Pedido escrito a: Pode reescrever os registros a partir da linha que contém "Please trace the outline of every instance of the footpath" e seguindo até o fim dos registros, trocando "instance" por "occurrence" e deixando todo o resto igual?

Trecho de origem:
§

Tenho um compadre cabuloso que só. Um porre!
Cheio de nó pelas costas, amarrado, mas estribado feito a murrinha. Encarnou bem um mês em mim, adulando promode eu espiar a trepeça de um computador “rochedo” que ele tinha comprado.
O cabra tava tão azoretado com o mondrongo, que passava o dia escanchado nele e a noite sem cochilar. Não arredava o pé nem pra ir no aparelho e chega ficou mofino de não comer. Até que eu criei coragem pra avoar da rede, amontar na magrela, deixar de ser tratante e não farrapar mais com ele.
Cheguei impando na casa do desinfeliz. Pipocando de suor, bufando de tão esbaforido e com a calça descosida noparreco (do esfregado da cela de mola). O compadre me deu um abano e uma meiota de garapa (pra abaixar o mormaço), conversou um tanto de miolo de pote e disse (apontando pro bicho): “Diga aí: tu visse? É cabaço!”.
O tribufu medonho parecia uma televisão encangada com uma máquina de escrevinhar. Tinha até transformador. Só que o controle remoto eraapregado num fio.
Foi aí que eu atinei porque o infeliz das costas ocas não saia de riba do cafinhoto. Depois de afolozar uma ingrisia, encarcar um negócio do coisae catucar num pitoco, começou a passar a calunga se bulindo de uma rapariga (amostrando a periquita) e a estampa de uma quenga com a saia alevantada (aparecendo o oiti).
Bem nessa hora chega a nêga véia dele, desplanaviada (saída não sei de onde), e danou-se foi tudo! Era uma sarará caraôia (zarôia) e guenza, com um dente faltando, o outro cariado, o nariz de porrote e buchuda, mas braba que só um siri na lata (parecia uma capota choca) e berrando feito uma gasguita. Avalie.
Deu-lhe um muxicão e um esporro do estupor, avacalhando o miserento com gosto de gás: “É por isso que tu num quer xumbregar mais eu! Né, estrupício?”.
Fiquei meio aguado (todo empulhado e amojado), tapeando pela beirada do birô e me fazendo de alesado (pro bafafá não sobrar pra mim), sem poder acudir. Mas tu pensa que depois disso o sonso (cara-lisa) do maluvido se aperreou?
Largou foi da mulher, mas não deixou o computador nem com a pleura!
AUTOR: Gustavo Arruda
Eu não tenho o costume de colocar textos de outros autores aqui no Mundo Gump, mas achei tão impressionante este texto, que acredite ou não está escrito em português, que não posso deixar de divulgá-lo. Para quem curtiu e quer conhecer mais textos desse cara, ele tem um livro chamado deu com a Pleura, que está sendo vendido on line.

§

Material fornecido:
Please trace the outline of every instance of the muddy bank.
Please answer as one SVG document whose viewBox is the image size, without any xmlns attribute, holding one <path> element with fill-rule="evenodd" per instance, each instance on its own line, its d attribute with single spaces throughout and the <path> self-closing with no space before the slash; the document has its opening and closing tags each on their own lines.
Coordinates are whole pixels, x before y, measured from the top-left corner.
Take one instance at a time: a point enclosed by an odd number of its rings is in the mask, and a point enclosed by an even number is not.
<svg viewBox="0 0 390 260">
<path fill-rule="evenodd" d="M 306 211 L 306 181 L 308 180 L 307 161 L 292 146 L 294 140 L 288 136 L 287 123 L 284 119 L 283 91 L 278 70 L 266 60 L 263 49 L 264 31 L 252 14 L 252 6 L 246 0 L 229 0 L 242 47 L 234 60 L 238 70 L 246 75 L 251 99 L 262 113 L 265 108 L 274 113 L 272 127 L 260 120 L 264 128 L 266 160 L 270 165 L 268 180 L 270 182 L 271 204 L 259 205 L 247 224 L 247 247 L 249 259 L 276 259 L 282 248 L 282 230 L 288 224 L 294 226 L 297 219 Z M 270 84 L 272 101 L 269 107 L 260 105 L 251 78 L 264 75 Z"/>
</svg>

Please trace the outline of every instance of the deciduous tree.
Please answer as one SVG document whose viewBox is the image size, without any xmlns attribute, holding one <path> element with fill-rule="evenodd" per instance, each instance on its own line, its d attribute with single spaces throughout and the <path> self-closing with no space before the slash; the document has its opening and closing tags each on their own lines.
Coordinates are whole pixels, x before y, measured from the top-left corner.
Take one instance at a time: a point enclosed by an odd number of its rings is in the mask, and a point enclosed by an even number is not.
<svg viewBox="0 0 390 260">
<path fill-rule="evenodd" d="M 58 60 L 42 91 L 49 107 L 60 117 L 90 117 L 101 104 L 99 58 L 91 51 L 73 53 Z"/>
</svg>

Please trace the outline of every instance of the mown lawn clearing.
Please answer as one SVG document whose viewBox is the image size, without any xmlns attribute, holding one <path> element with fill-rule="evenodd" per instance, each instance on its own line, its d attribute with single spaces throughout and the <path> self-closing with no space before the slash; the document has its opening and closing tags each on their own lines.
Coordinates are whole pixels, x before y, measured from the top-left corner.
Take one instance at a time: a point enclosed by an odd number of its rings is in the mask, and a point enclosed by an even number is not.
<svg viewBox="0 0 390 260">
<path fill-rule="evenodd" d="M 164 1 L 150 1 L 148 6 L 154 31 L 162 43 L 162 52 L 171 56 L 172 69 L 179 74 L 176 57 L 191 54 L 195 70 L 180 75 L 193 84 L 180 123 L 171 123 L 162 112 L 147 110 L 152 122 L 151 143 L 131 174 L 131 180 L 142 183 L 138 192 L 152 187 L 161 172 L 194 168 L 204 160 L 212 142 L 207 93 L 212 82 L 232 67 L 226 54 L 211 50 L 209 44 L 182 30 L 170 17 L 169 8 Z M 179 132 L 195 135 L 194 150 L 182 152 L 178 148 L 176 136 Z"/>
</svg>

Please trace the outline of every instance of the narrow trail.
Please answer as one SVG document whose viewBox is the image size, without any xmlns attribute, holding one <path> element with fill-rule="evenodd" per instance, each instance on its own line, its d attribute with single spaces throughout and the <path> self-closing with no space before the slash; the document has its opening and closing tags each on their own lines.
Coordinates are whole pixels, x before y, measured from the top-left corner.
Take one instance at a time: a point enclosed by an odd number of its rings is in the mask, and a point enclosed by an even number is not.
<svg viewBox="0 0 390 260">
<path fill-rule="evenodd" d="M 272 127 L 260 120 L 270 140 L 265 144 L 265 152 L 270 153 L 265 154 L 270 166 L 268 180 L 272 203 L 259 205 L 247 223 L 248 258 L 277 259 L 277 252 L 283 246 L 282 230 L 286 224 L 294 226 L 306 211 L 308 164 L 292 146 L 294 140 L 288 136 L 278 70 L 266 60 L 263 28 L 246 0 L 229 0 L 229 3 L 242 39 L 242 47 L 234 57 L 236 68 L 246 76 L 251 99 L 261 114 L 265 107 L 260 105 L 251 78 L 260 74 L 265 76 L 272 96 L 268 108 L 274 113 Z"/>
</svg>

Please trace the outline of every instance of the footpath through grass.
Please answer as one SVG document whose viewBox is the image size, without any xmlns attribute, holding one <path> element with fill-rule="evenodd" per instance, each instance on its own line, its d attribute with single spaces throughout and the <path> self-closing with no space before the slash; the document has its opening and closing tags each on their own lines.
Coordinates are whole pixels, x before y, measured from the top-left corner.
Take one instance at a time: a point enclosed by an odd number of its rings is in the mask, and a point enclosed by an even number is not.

§

Pedido escrito b: Pode transcrever literalmente o trecho de origem, começando em "Deu-lhe um muxicão" e indo até "maluvido se aperreou?"?

Resultado da tarefa a:
Please trace the outline of every occurrence of the footpath through grass.
Please answer as one SVG document whose viewBox is the image size, without any xmlns attribute, holding one <path> element with fill-rule="evenodd" per occurrence, each occurrence on its own line, its d attribute with single spaces throughout and the <path> self-closing with no space before the slash; the document has its opening and closing tags each on their own lines.
Coordinates are whole pixels, x before y, measured from the top-left corner.
Take one occurrence at a time: a point enclosed by an odd number of its rings is in the mask, and a point enclosed by an even number is not.

Resultado da tarefa b:
Deu-lhe um muxicão e um esporro do estupor, avacalhando o miserento com gosto de gás: “É por isso que tu num quer xumbregar mais eu! Né, estrupício?”.
Fiquei meio aguado (todo empulhado e amojado), tapeando pela beirada do birô e me fazendo de alesado (pro bafafá não sobrar pra mim), sem poder acudir. Mas tu pensa que depois disso o sonso (cara-lisa) do maluvido se aperreou?